++++ GIVEN DATA

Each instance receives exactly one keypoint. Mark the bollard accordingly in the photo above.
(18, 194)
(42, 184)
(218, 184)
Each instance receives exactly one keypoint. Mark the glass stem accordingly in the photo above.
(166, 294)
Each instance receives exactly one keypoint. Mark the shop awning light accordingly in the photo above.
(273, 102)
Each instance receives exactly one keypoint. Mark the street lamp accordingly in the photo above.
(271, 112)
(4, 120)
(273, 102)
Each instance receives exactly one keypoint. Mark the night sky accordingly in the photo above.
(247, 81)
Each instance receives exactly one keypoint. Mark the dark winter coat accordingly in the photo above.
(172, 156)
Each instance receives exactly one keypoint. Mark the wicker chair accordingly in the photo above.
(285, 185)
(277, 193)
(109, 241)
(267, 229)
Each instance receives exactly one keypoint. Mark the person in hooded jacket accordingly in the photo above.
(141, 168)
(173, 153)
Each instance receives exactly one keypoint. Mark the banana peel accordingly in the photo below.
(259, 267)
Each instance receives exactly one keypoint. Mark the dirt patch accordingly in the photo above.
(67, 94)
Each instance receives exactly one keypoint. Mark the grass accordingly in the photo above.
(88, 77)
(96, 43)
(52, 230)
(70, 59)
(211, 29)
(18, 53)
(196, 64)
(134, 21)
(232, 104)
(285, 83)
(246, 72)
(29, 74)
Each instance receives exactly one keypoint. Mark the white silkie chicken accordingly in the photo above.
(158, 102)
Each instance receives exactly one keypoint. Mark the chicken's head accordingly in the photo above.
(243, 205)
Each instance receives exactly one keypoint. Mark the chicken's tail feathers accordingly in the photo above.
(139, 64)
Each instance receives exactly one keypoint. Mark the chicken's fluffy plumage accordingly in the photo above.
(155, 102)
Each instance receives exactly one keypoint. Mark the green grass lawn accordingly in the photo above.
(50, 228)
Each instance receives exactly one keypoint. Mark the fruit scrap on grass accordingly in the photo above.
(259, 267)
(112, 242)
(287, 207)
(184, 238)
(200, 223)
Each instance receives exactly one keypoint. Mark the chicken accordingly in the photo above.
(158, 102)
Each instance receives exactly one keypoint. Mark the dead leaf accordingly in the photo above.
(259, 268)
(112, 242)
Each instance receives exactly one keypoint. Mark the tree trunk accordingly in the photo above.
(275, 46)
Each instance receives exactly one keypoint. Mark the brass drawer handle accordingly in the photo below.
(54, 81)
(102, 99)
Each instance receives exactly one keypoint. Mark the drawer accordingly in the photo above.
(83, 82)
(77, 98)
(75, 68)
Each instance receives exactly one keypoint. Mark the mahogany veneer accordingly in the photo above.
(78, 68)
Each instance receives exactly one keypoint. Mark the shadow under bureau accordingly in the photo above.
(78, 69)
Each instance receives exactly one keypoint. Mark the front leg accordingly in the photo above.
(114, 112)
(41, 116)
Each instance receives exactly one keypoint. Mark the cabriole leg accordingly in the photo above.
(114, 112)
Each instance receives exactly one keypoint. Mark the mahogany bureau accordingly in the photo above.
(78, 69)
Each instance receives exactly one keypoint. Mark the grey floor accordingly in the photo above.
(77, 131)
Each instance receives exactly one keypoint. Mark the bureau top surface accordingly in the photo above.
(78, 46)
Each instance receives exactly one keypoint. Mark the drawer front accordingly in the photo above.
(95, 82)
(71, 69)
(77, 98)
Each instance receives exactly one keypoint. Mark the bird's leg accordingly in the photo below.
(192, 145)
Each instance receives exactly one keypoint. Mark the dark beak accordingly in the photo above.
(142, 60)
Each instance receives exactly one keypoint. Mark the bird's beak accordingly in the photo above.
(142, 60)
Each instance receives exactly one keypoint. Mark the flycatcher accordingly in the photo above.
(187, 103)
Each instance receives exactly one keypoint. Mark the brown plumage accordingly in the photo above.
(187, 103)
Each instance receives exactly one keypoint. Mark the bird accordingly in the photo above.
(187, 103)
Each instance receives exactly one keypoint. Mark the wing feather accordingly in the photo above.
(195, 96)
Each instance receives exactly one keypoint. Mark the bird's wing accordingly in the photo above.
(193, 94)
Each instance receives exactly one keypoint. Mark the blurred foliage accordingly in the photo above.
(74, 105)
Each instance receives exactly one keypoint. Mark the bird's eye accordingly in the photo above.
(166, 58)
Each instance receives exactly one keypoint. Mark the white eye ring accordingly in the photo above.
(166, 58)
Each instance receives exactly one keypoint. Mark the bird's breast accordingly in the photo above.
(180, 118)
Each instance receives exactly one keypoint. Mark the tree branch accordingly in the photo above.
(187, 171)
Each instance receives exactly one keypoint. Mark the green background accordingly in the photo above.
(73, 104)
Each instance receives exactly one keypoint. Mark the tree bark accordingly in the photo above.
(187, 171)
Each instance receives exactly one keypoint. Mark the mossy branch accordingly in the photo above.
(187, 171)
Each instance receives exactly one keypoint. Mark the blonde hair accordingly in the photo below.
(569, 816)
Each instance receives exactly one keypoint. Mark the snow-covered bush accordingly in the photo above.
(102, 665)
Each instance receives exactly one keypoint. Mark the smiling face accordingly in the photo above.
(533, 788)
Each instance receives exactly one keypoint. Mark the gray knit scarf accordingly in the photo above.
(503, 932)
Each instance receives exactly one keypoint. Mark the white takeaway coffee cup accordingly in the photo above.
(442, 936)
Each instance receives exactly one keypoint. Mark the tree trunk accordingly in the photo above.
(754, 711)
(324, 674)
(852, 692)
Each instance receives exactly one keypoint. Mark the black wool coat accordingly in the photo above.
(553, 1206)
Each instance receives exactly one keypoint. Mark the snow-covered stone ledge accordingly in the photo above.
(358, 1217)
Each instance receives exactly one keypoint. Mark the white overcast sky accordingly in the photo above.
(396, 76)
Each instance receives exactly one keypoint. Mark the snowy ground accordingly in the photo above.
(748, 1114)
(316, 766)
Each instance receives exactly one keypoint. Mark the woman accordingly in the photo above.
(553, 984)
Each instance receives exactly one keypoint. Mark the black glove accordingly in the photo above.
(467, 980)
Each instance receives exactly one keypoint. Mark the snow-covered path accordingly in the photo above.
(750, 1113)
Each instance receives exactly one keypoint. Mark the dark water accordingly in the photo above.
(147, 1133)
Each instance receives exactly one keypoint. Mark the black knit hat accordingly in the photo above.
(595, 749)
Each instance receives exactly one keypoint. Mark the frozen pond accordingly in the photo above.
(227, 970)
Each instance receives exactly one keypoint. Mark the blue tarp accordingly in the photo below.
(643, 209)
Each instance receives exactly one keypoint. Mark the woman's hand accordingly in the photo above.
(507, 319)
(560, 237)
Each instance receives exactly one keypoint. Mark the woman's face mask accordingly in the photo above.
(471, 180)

++++++++

WORK REQUEST:
I'd like the records returned exactly as they were written, please.

RESULT FOR THIS EXERCISE:
Each instance receives exactly one keypoint. Mark the bollard accordingly in the photo above.
(18, 194)
(42, 184)
(218, 184)
Each instance receives exactly one keypoint. Mark the glass stem accordingly in the photo above.
(166, 294)
Each instance receives exactly one keypoint. Mark the shop awning light accordingly in the photo above.
(273, 102)
Each instance receives exactly one keypoint. Mark the street lamp accordingly in the photo above.
(271, 112)
(4, 120)
(273, 102)
Each instance receives exactly one keypoint. Mark the night sky accordingly in the photo above.
(247, 81)
Each instance receives exactly one keypoint. Mark the dark winter coat accordingly in the photo above.
(172, 156)
Each instance receives exactly one keypoint. Mark the wicker chair accordingly in the photo above.
(285, 185)
(277, 193)
(109, 241)
(267, 229)
Each instance receives exactly one keypoint. Mark the person in hooded jacket accordingly in the photo above.
(141, 168)
(173, 153)
Each instance receives exactly one keypoint. Mark the banana peel accordingly in the photo below.
(259, 267)
Each instance receives exactly one keypoint. Mark the dirt patch accordingly in the photo above.
(67, 94)
Each instance receives exactly one keypoint. Mark the grass accordingly in the photo above.
(88, 77)
(96, 43)
(52, 230)
(70, 59)
(211, 29)
(18, 53)
(196, 64)
(134, 21)
(232, 104)
(285, 83)
(246, 72)
(29, 74)
Each instance receives exactly one keypoint. Mark the white silkie chicken accordingly in the photo above.
(158, 102)
Each instance receives exactly one keypoint. Mark the chicken's head accordingly in the photo above.
(243, 205)
Each instance receives exactly one keypoint. Mark the chicken's tail feathers accordingly in the photo above.
(139, 64)
Each instance receives exactly one keypoint. Mark the chicken's fluffy plumage accordingly in the photo above.
(155, 102)
Each instance receives exactly one keypoint. Mark the green grass lawn accordingly in the photo above.
(50, 228)
Each instance receives exactly one keypoint. Mark the fruit scrap on grass accordingly in the photo above.
(259, 267)
(112, 242)
(287, 207)
(184, 238)
(200, 223)
Each instance receives exactly one keypoint. Mark the chicken accordingly in the photo above.
(158, 102)
Each instance receives exactly one keypoint. Mark the dead leaf accordingly in the photo above.
(259, 268)
(112, 242)
Each instance receives exactly one keypoint. Mark the tree trunk accordingly in the photo above.
(275, 46)
Each instance receives exactly one keypoint. Mark the brass drawer handle accordingly in the photo below.
(54, 81)
(102, 99)
Each instance receives exactly one keypoint. Mark the drawer accordingly in the photo above.
(83, 82)
(77, 98)
(75, 68)
Each instance receives exactly one keypoint. Mark the mahogany veneer accordingly in the photo above.
(78, 68)
Each instance receives exactly one keypoint. Mark the shadow under bureau accordingly in the photo above.
(78, 69)
Each instance receives exactly one keypoint. Mark the front leg accordingly in the photo above.
(114, 112)
(41, 116)
Each instance receives exactly one keypoint. Mark the cabriole leg accordingly in the photo above.
(114, 112)
Each instance receives exactly one keypoint. Mark the mahogany bureau accordingly in the photo above.
(78, 69)
Each instance receives exactly one keypoint. Mark the grey floor accordingly in the photo above.
(77, 131)
Each instance receives exactly one keypoint. Mark the bureau top surface accordingly in the photo above.
(78, 46)
Each instance receives exactly one keypoint. Mark the drawer front accordingly in the photo above.
(95, 82)
(71, 69)
(77, 98)
Each instance receives exactly one keypoint. Mark the bird's leg accordingly in the photo below.
(192, 145)
Each instance receives exactly one keypoint. Mark the dark beak accordingly in the photo above.
(142, 60)
Each instance receives exactly one keypoint. Mark the bird's beak accordingly in the photo above.
(142, 60)
Each instance receives exactly one keypoint. Mark the flycatcher accordingly in the photo above.
(187, 103)
Each instance receives exactly one keypoint. Mark the brown plumage accordingly in the photo above.
(187, 103)
Each instance receives exactly one keypoint. Mark the bird accordingly in the photo above.
(187, 103)
Each instance receives exactly one keypoint. Mark the wing feather accordingly in the photo above.
(195, 96)
Each instance receives exactly one keypoint. Mark the bird's wing accordingly in the photo above.
(193, 94)
Each instance receives exactly one keypoint. Mark the blurred foliage accordingly in the photo above.
(74, 105)
Each instance receives exactly one keypoint. Mark the bird's eye accordingly in the photo above.
(166, 58)
Each instance receives exactly one keypoint. Mark the white eye ring accordingly in the photo above.
(166, 58)
Each instance receives exactly one keypoint. Mark the bird's breast accordingly in the photo above.
(180, 118)
Each instance receives exactly one keypoint. Mark the tree branch accordingly in the photo above.
(187, 171)
Each instance receives exactly one keypoint. Mark the green background accordingly in the photo above.
(73, 104)
Each instance receives exactly one keypoint. Mark the tree bark accordingly in the photo above.
(187, 171)
Each instance receives exactly one keypoint. Mark the mossy branch accordingly in the photo above.
(187, 171)
Each instance receives exactly one keypoint. Mark the blonde hair accordingly in the photo below.
(569, 816)
Each instance receives exactly one keypoint. Mark the snow-covered bush accordingly in the photo above.
(102, 665)
Each instance receives exactly one keypoint. Mark the smiling face accordingly in the photo above.
(533, 788)
Each instance receives exactly one keypoint. Mark the gray knit scarf accordingly in the photo above.
(503, 932)
Each instance receives exactly one keypoint. Mark the white takeaway coffee cup accordingly in the photo above.
(442, 936)
Each instance receives exactly one keypoint. Mark the tree trunk accordingly in the photo above.
(754, 711)
(324, 674)
(852, 692)
Each instance receives exactly one keypoint. Mark the black wool coat accordingly in the photo above.
(553, 1206)
Each instance receives exactly one keypoint. Mark the snow-covered stone ledge accordingly in the photo above.
(358, 1217)
Each instance receives exactly one keypoint. Mark the white overcast sky accordingly in the photo above.
(396, 76)
Each instance receives exactly one keypoint. Mark the snowy ground accordingly in the photo above.
(748, 1114)
(316, 766)
Each instance receives exactly one keypoint. Mark the woman accordingly in the photo above.
(553, 984)
Each instance receives exactly one keypoint. Mark the black glove accordingly in the photo above.
(467, 980)
Each instance receives exactly one keypoint. Mark the snow-covered path accordingly in the photo above.
(750, 1113)
Each instance receives exactly one keypoint. Mark the dark water accordingly in the photo above.
(147, 1133)
Each instance receives exactly one keypoint. Mark the black knit hat accordingly in the photo above.
(595, 749)
Each instance receives exactly one keypoint. Mark the frozen pond accordingly in the photo above.
(227, 970)
Each instance receives exactly one keypoint. Mark the blue tarp accordingly in the photo below.
(643, 209)
Each instance receives exactly one keypoint. Mark the woman's hand accordingly in the photo above.
(507, 319)
(560, 237)
Each instance receives exactly one keypoint. Mark the woman's face mask accordingly in the photo above.
(471, 180)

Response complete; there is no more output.